(Extrait source):
Dans cette description d’un spectacle de marionnettes
traditionnel, Duranty est sensible à la partition sonore, à tous
ces aigus, et en même temps, il parle de ce bois fendu,
c’est comme si ces bruits inattendus, qui ne sont pas
harmoniques, étaient une sorte d’indication d’une
matière brute qui veut parler, qui veut dire qu’elle
est là, et c’est à travers tout ça
que le spectateur se trouve frère et cousin de ce qui
se passe sur scène. Et donc ces bruits, ces sifflements,
ces borborygmes, qu’on pourrait avoir tendance à considérer
comme un langage d’enfants, de quelqu’un qui n’a
pas encore atteint l’age de raison, qui ne sait pas dire,
deviennent quelque chose qu’on n’arrive pas à dire
et qu’on ne peut dire qu’avec ces bruits-là.
Au lieu d’être quelque chose d’incompréhensible,
on a l’impression que ces bruits disent quelque chose
qu’on ne veut pas entendre.
Je pense que c’est à partir de ces considérations
que tous les gros problèmes de la partition sonore du
spectacle de marionnettes interviennent et prennent une signification.
Si on considère que la marionnette, en tant qu’objet
composé d’une partie du marionnettiste, du montreur
et de l’objet, ou bien simplement un objet matière,
qui a un langage en soi, et que tout cela parle d’une
souffrance de la matière, d’une présence
de la matière, des relations entre humain et non humain,
artificiel et réel ou humain, quel est le rôle
de la musique dans tout cela ? Est-ce un simple accompagnement,
est-ce de la musique d’ameublement, quelque chose pour
envelopper tout cela ? Est-ce de l’illustration ?
Est-ce, au contraire, quelque chose qui appuie un des éléments
fondamentaux dans le théâtre de marionnettes,
c’est à dire, le rapport entre les corps et le
mouvement, une manière de les souligner, de faire porter,
par des sonorités, un contenu que la parole en tant
que telle n’arrive pas à compléter ?

(Données brutes):
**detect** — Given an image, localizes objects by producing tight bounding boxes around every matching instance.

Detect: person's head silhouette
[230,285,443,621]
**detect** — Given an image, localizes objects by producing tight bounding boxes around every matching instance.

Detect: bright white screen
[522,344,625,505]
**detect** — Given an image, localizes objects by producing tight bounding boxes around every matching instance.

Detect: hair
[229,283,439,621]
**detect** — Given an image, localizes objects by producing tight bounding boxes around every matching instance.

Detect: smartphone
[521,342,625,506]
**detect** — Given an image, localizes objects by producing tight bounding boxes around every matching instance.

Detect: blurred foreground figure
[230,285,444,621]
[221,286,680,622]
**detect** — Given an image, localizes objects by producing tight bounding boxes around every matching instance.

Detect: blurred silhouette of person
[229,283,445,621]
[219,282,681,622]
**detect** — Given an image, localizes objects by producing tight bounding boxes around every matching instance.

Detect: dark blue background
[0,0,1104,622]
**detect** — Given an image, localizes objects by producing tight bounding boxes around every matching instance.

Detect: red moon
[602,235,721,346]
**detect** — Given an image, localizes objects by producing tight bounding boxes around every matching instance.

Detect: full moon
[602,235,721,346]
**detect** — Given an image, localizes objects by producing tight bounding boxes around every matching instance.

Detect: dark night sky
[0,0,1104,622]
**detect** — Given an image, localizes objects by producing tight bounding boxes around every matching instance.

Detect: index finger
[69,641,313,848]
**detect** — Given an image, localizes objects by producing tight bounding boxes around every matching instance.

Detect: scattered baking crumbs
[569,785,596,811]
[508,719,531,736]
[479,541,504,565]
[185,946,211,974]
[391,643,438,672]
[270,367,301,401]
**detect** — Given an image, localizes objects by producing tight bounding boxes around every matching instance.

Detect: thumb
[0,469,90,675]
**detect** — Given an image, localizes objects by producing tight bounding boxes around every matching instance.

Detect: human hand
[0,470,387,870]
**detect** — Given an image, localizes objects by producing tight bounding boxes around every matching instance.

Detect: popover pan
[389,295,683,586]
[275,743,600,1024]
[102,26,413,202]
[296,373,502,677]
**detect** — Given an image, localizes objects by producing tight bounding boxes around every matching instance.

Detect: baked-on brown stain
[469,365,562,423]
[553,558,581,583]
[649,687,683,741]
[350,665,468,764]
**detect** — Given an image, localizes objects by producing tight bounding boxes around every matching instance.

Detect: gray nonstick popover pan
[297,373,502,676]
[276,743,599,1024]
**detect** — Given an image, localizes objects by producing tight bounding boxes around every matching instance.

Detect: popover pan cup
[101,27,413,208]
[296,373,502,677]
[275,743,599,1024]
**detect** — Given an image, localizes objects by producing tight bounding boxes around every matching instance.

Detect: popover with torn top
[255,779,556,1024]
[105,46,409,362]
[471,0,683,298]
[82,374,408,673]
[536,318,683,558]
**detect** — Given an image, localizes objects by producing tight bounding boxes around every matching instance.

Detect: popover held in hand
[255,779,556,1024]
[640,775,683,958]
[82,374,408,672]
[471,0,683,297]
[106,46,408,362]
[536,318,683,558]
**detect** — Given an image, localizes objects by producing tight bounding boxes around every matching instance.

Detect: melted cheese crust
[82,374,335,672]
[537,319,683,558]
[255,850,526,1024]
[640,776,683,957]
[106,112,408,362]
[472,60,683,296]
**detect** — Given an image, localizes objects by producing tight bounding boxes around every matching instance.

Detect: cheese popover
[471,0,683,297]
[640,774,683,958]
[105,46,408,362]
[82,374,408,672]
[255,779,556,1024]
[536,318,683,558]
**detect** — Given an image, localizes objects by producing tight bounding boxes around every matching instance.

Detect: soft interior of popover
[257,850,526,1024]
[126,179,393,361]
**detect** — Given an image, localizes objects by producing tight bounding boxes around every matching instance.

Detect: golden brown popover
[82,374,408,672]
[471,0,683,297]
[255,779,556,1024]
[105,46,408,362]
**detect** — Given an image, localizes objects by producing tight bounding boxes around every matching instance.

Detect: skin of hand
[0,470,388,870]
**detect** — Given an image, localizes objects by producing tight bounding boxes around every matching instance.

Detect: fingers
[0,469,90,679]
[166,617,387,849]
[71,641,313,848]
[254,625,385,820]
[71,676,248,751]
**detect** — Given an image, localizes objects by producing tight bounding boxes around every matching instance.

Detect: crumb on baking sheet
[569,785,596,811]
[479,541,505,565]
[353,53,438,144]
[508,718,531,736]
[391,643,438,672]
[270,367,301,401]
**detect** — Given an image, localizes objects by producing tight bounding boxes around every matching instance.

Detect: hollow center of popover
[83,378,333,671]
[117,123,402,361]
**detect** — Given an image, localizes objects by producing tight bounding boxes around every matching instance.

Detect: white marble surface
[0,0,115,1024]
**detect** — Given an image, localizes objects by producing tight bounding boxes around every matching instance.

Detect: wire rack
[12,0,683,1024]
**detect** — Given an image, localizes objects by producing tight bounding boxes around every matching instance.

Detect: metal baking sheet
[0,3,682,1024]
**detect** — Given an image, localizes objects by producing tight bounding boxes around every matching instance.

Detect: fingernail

(Exercice proposé 1):
Restituez tel quel le passage de l'extrait sur le son des marionnettes qui s'ouvre sur les mots « Je pense que » et se clôt sur « de l’illustration ? ».
(Exercice proposé 2):
Répondez brièvement aux questions suivantes en vous appuyant sur l'extrait sur le son des marionnettes.
(a) À quoi Duranty est-il sensible dans sa description d'un spectacle de marionnettes traditionnel ?
(b) À quel langage pourrait-on avoir tendance à assimiler ces bruits, ces sifflements et ces borborygmes ?
(c) Quel rapport le texte présente-t-il comme fondamental dans le théâtre de marionnettes ?

(Réponse rédigée 1):
Je pense que c’est à partir de ces considérations
que tous les gros problèmes de la partition sonore du
spectacle de marionnettes interviennent et prennent une signification.
Si on considère que la marionnette, en tant qu’objet
composé d’une partie du marionnettiste, du montreur
et de l’objet, ou bien simplement un objet matière,
qui a un langage en soi, et que tout cela parle d’une
souffrance de la matière, d’une présence
de la matière, des relations entre humain et non humain,
artificiel et réel ou humain, quel est le rôle
de la musique dans tout cela ? Est-ce un simple accompagnement,
est-ce de la musique d’ameublement, quelque chose pour
envelopper tout cela ? Est-ce de l’illustration ?

(Réponse rédigée 2):
(a) Il est sensible à la partition sonore, à tous ces aigus.
(b) À un langage d'enfants, de quelqu'un qui n'a pas encore atteint l'âge de raison, qui ne sait pas dire.
(c) Le rapport entre les corps et le mouvement.